[Stored data]
********

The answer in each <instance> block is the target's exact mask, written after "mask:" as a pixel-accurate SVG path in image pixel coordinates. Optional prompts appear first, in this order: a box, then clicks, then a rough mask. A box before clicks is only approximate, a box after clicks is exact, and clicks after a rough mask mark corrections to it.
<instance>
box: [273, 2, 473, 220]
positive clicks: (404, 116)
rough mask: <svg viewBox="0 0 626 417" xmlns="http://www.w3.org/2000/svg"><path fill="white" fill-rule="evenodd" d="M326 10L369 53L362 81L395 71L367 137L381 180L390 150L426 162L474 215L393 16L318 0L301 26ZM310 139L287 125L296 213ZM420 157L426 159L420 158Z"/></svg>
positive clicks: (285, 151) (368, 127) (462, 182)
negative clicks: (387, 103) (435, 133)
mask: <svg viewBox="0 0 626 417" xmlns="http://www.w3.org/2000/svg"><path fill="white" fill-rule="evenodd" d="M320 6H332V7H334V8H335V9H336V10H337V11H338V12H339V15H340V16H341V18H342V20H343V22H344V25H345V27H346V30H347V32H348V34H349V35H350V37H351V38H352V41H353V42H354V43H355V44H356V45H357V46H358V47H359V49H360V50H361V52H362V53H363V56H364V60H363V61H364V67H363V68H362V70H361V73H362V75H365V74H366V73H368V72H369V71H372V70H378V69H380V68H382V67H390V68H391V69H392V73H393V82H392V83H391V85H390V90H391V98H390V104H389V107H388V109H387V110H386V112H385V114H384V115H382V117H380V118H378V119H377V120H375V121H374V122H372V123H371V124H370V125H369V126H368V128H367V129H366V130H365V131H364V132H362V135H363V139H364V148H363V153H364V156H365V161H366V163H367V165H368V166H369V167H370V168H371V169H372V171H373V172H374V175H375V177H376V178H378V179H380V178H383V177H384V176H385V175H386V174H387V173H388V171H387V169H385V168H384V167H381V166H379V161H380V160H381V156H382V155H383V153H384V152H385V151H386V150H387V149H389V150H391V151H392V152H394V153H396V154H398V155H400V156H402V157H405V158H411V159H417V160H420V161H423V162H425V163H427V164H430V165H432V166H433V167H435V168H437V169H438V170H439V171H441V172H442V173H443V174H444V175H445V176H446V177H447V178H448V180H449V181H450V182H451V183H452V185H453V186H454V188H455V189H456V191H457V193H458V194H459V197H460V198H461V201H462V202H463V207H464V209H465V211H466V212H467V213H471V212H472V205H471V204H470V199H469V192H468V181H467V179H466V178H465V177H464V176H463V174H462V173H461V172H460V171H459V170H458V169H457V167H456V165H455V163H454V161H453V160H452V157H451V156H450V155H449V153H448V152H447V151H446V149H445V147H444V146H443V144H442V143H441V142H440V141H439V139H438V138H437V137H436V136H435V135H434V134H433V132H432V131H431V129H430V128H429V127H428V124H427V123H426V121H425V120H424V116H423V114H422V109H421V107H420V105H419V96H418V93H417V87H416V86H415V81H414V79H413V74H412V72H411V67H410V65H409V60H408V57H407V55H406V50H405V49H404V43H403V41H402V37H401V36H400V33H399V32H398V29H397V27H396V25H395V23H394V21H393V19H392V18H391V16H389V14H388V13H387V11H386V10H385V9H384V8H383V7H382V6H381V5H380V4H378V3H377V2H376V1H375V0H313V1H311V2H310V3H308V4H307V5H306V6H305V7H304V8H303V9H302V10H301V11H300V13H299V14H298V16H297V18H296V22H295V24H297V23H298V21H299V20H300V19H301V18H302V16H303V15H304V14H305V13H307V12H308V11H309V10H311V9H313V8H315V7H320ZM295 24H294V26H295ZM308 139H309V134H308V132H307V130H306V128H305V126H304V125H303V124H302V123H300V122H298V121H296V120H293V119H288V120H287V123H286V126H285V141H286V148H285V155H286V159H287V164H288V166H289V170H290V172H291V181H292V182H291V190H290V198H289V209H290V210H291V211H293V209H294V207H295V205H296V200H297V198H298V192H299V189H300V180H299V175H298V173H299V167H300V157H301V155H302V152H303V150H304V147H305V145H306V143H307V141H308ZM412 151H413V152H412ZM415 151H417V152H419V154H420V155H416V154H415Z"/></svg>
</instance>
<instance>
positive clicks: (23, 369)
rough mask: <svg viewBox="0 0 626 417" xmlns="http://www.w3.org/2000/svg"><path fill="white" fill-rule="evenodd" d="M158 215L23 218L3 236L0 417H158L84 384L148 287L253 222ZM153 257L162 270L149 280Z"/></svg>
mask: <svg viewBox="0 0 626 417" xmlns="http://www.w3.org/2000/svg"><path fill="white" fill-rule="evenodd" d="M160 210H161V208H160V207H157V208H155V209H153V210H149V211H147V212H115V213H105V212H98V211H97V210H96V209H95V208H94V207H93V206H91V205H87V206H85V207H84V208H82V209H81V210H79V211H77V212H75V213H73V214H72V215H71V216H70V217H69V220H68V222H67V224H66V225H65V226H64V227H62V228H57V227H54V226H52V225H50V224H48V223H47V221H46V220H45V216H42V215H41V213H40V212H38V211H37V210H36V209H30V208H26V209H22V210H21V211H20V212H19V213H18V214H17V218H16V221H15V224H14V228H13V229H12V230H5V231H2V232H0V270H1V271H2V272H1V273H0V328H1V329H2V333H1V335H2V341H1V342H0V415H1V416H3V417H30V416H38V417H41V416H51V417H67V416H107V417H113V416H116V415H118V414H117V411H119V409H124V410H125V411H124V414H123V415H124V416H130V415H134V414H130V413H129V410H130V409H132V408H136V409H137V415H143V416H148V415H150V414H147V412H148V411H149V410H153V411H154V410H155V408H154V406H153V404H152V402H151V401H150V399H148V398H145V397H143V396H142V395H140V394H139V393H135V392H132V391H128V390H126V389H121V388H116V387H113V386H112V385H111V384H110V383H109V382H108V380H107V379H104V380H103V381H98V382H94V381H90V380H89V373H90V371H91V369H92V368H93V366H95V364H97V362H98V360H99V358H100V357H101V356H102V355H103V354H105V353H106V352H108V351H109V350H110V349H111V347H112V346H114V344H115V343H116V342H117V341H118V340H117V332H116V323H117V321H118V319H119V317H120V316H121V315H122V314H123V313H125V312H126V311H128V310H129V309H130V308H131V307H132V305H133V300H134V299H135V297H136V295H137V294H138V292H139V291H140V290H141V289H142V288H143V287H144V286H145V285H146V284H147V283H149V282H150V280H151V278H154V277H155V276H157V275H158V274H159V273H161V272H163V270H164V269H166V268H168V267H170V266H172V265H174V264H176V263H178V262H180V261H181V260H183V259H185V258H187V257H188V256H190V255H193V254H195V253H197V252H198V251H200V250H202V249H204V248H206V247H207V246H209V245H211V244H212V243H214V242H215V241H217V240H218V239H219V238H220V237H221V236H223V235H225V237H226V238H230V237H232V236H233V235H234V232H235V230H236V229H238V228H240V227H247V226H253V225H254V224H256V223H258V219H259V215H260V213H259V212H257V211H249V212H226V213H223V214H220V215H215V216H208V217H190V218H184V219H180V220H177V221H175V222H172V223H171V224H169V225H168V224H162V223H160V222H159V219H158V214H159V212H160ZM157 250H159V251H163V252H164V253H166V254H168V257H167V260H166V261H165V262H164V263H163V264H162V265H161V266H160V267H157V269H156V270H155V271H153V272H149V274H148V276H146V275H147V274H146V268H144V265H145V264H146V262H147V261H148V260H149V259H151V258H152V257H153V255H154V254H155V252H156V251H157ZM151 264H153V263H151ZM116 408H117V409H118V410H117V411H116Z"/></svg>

********

- **AIM OF THE TASK**: Would you copy out every line in the records that includes the string "instance"?

- **ANSWER SPACE**:
The answer in each <instance> block is the target's exact mask, written after "mask:" as a pixel-accurate SVG path in image pixel coordinates. Optional prompts appear first, in this order: a box, then clicks, then a rough mask. A box before clicks is only approximate, a box after clicks is exact, and clicks after a rough mask mark corrections to it.
<instance>
</instance>
<instance>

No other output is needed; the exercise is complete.